WORK TO COMPLETE -
Name every member of the Boatmen who, according to the text below, was born in 1882.

EXTRACT -
_____

In Libya, Boshnakov died from malaria on February 14, 1908, and Arsov from exhaustion on June 8, the same year. After July 30, 1908, because of the victory of the movement of the Young Turks, Ottoman amnesty was given to the two remaining "Boatmen". They cut the heads of their dead comrades and arrived in Thessaloniki on October 18, where they gave the heads to the parents of the deceased.

Members

The members of the group were as follows:[34][5]

  • Yordan Popyordanov, called Ortzeto, was born in 1881 in Veles. Considered the leader of the group from a bourgeois family and mixed with radical-revolutionary organizations after he entered the Thessaloniki Bulgarian School in 1894. He is thought to be the mastermind of the Boatmen. He was killed during the bombings and he is the only boatman from whom no picture is saved because he refused to be photographed on the grounds of not wanting to leave a memory of himself after death.
  • Kostadin Kirkov, born in 1882 in Veles, bonded with Ortzeto from an early age. They entered the Bulgarian School at the same age. He was known for his great memory and sarcastic humor.
  • Milan Arsov, born in 1886 in Oraovetz near Veles, was the youngest of the team and still at the 4th grade of school when the attacks were made. He died in exile.
  • Dimitar Mechev, called Dime Mecheto,[35] was born in 1870 in Veles. He joined IMARO and tried to kill a man from the local authority, who was sentenced the death by the Organization, with an axe in 1898. When he failed, he left for the mountains to join armed guerrilla groups. He later emigrated to the Principality of Bulgaria and worked in a mine in Pemik before joining the group. He died during the events.
  • Georgi Bogdanov, born in 1882 in Veles, originated from a wealthy family. In 1901 his father sent him in Thessaloniki to work in a real estate office. As part of the Gemidzii he threw a bomb on the restaurant "Noja". Bogdanov was arrested and sent into exile in Libya. Following the Young Turk Revolution he was pardoned. Bogdanov died on June 12, 1939, in Sofia.
  • Iliya Trachkov, born in 1885 in Veles and worked in Thessaloniki as a shoemaker. He died during the bombings.
  • Vladimir Pingov, born in 1885 in Veles, was a "daredevil" and always took the most dangerous missions. He was the first member of the group who died.
  • Marko Boshnakov, born in 1878 in Ohrid. It is said that he was an officer in the Bulgarian army and he was the one that made the plans for the tunnel under the Bank. He was the only one who did not take part in the bombings. He was caught 14 days after the bombings, exiled in 1908 and died in Fezan, Libya, in the same year.
  • Tsvetko Traykov, born in 1878 in Resen and lived several years in Thessaloniki. He was an active member of the Bulgarian community. He was the last member of the group killed during the events.
  • Pavel Shatev, born in 1882 in Kratovo. His father was a trader. He got enrolled in the Bulgarian School in 1896. From 1910 until 1913 he lived in Thessaloniki and worked as a teacher in the Bulgarian Mercantile College. Shatev was jailed in Yugoslav Macedonia for his pro-Bulgarian and anti-Yugoslav sympathies,[36][37][38] He died in home custody in Bitola in 1951.

_____

Saved entries -

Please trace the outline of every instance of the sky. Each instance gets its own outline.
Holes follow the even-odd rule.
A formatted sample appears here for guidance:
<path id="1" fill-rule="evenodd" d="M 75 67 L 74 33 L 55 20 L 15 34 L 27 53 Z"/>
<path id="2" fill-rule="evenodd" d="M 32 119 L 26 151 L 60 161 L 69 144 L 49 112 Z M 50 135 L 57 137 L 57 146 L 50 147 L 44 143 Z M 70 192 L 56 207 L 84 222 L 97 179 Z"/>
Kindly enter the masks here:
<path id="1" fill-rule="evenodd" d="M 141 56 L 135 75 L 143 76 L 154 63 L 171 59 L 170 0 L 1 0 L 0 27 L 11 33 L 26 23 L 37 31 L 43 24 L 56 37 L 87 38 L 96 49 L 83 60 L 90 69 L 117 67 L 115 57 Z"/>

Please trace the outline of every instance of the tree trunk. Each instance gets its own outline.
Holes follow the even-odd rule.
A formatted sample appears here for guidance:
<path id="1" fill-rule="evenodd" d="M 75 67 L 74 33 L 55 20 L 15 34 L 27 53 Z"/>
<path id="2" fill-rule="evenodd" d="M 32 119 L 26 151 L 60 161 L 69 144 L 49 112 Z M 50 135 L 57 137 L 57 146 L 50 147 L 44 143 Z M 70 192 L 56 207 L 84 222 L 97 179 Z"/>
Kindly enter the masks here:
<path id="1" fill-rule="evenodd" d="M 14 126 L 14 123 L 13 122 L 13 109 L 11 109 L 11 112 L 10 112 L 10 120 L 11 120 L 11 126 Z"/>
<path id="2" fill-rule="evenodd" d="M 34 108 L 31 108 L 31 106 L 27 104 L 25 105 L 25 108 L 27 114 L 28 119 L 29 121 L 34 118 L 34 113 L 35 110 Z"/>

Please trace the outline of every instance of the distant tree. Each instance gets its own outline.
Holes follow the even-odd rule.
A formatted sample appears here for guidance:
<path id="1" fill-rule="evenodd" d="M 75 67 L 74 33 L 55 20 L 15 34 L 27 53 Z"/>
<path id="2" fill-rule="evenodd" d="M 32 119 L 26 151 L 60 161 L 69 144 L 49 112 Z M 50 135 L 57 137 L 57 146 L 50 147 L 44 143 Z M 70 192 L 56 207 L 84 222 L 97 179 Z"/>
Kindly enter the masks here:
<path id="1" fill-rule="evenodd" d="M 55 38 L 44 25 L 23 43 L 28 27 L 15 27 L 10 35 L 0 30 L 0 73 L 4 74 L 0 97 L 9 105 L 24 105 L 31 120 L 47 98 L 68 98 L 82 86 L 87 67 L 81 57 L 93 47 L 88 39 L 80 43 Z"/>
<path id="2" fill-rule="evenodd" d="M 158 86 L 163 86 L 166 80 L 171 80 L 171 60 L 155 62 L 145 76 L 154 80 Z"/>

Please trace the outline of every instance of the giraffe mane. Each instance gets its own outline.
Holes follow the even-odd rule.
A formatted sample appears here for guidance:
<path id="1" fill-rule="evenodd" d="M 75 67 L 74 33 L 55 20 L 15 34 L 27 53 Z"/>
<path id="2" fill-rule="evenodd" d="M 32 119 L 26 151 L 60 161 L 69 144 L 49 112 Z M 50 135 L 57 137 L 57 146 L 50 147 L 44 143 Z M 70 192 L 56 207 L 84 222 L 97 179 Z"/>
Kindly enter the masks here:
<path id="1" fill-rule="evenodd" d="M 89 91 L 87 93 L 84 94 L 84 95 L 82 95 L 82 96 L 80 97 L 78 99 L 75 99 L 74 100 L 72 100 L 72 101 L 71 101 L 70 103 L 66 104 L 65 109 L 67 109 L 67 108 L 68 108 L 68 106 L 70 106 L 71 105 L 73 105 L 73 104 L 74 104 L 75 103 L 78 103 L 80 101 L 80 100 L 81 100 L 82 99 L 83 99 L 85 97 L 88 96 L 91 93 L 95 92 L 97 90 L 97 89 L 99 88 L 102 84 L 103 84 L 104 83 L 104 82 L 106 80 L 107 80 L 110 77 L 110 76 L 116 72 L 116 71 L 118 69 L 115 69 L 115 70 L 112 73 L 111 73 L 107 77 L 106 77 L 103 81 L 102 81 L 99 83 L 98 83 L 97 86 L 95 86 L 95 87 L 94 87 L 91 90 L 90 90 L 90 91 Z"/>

_____

SOLUTION -
Kostadin Kirkov, Georgi Bogdanov, Pavel Shatev